> [TEXT SEGMENT]
**********

Twelve notebooks at the Institut de France
Held at the Institut de France, the Paris manuscripts (A–M) and the restored Ashburnham leaves are Leonardo's pocket notebooks — each one circling a cluster of obsessions, from the flying machines of Notebook B to the optics of the eye in Notebook D. Carried in his belt, they are the working diaries of his mind.
Manoscritto A
Notebook A (c.1490–92): painting and perspective, mechanics and the movement of water — among Leonardo's earliest sustained notebooks.
Manoscritto B
Notebook B (c.1487–90): architecture, ideal cities, military engines and the famous flying machines — including the aerial screw and the ornithopter.
Manoscritto C
Notebook C (1490–91): a sustained investigation of light and shadow, and how illumination falls upon bodies.
Manoscritto D
Notebook D (c.1508–09): the anatomy and optics of the eye and the nature of vision.
Manoscritto E
Notebook E (1513–14): flight, the mechanics of weights, geometry, water and painting from Leonardo's late Roman years.
Manoscritto F
Notebook F (1508): water, optics, astronomy and geology — observations of the physical world.
Manoscritto G
Notebook G (c.1510–15): botany and the growth of plants, mechanics and geometry from Leonardo's final years.
Manoscritto H
Notebook H (1493–94): a tiny pocketbook of fables, bestiary notes, water studies and fortifications.
Manoscritto I
Notebook I (c.1497–1505): geometry, and studies of grammar and language.
Manoscritto K
Notebook K (1503–08): geometry after Euclid, the movement of water, and flight.
Manoscritto L
Notebook L (1497–1504): fortification, architecture and the Sforza horse, with notes from the Cesare Borgia campaigns.
Manoscritto M
Notebook M (c.1495–1500): Euclidean geometry, mechanics and the germination of seeds.
Ashburnham I
Leaves once cut from Notebook A by Count Libri and later restored — architecture and related studies, reunited with the Paris manuscripts.
Ashburnham II
Leaves once cut from Notebook B and later restored — military and architectural studies, reunited with the Paris manuscripts.

**********

> [EXCERPTED RECORDS]
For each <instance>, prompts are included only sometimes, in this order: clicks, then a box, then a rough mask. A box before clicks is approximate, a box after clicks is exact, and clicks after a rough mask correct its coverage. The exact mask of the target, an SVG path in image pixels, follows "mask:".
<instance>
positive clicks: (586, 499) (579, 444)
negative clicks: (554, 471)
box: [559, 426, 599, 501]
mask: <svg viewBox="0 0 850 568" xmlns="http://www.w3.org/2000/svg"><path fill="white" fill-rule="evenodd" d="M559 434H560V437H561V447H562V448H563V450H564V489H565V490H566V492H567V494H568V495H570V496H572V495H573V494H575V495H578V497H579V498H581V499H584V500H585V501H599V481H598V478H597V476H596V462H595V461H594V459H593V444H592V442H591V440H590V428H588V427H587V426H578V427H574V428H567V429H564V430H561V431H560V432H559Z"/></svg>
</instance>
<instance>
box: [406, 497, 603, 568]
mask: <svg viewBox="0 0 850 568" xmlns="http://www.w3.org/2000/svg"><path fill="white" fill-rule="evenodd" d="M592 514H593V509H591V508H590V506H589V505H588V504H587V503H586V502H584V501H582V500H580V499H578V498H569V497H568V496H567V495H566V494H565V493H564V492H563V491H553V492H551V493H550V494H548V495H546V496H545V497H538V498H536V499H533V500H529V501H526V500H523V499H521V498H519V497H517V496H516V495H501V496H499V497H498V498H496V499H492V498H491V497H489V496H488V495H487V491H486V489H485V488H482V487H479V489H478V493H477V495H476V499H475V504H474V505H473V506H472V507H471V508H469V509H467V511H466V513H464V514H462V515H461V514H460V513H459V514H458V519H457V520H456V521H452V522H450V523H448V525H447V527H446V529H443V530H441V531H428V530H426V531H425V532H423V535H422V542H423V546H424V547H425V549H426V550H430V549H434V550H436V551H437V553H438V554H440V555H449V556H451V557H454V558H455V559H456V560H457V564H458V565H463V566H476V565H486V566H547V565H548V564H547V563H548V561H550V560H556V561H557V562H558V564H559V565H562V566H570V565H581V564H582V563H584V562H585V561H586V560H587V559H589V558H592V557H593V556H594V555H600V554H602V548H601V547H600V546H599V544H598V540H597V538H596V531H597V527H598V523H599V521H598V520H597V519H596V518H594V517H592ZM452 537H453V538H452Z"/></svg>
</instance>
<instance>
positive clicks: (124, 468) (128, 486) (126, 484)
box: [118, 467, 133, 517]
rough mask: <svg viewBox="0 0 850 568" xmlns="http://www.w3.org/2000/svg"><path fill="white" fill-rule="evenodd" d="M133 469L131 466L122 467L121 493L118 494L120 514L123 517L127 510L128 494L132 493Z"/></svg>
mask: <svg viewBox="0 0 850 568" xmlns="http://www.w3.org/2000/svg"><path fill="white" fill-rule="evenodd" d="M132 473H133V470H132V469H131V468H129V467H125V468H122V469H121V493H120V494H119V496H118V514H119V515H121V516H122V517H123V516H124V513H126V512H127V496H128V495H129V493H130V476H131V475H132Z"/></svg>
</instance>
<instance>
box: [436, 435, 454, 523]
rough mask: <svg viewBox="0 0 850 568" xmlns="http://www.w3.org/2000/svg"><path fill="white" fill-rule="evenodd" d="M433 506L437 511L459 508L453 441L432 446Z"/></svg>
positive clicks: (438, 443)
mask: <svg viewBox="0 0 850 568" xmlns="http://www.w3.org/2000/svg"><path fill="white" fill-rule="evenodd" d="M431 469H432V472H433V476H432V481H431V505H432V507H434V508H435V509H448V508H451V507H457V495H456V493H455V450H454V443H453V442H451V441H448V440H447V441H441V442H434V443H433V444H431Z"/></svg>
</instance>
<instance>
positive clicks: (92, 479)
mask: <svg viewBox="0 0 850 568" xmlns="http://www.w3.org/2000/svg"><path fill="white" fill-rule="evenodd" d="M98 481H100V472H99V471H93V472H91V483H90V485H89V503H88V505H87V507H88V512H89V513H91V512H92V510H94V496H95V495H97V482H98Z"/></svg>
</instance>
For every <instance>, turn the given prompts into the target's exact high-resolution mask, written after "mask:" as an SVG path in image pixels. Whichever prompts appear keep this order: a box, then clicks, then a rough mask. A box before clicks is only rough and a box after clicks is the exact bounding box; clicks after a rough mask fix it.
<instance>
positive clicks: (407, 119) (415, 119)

**********

> [TASK DIRECTIONS]
Answer these from the text on Leonardo's Paris notebooks:
1. Which notebook includes the aerial screw and the ornithopter?
2. What dates are given for Notebook D?
3. Who cut from Notebook A the leaves that make up Ashburnham I?
The material that comes after the text is separate from it.

> [ANSWER SECTION]
1. Notebook B
2. c.1508–09
3. Count Libri